The smallest possible bimagic square using distinct integers
See also the smallest possible bimagic square using consecutive integers

One of the most intriguing problems on multimagic squares: what is the smallest bimagic square using distinct integers? This problem is the Open problem 3 of my article published in The Mathematical Intelligencer (see also the table).

It is impossible to construct bimagic squares smaller than 8x8 and using consecutive integers. But if we allow the use of various but distinct integers, instead of only consecutive integers, then the freedom to choose the integers used should permit the easy construction of smaller bimagic squares (and there is no blockage owing to the squared integers, because it is possible to construct magic squares of squares smaller than 8x8). But these small bimagic squares are incredibly difficult to construct:

Smallest possible bimagic squares: 5x5 or 6x6?

+ + + + +

## Challenges
(a) According to the bimagic squares text, in which publication did the article containing Open problem 3 appear?
(b) In the records, reproduce the stretch from the line containing "trace <item>framed wall" through the line containing "[[[106,69],[106,58],[72,52],[73,67]]]", substituting "each instance" for "every instance" and keeping everything else unchanged. Leave the pictures out of your answer.

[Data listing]

+ + + + +

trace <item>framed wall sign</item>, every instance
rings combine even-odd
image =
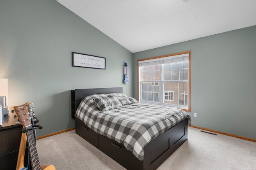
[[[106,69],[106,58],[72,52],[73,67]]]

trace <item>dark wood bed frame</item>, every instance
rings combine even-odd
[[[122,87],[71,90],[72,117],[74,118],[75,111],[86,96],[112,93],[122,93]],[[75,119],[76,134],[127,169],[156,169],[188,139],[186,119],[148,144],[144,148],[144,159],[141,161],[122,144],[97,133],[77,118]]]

+ + + + +

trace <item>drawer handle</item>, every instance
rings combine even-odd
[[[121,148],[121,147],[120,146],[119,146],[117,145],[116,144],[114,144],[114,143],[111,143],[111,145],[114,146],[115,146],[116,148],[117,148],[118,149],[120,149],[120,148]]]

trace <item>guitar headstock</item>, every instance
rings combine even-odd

+ + + + +

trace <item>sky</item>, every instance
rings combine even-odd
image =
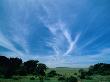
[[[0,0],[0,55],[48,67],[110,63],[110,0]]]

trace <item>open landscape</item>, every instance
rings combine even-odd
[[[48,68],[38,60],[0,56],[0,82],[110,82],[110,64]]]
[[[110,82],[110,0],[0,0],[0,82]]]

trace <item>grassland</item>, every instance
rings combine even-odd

+ + + + +

## Exercise answers
(a) The Mathematical Intelligencer

(b)
trace <item>framed wall sign</item>, each instance
rings combine even-odd
image =
[[[106,69],[106,58],[72,52],[73,67]]]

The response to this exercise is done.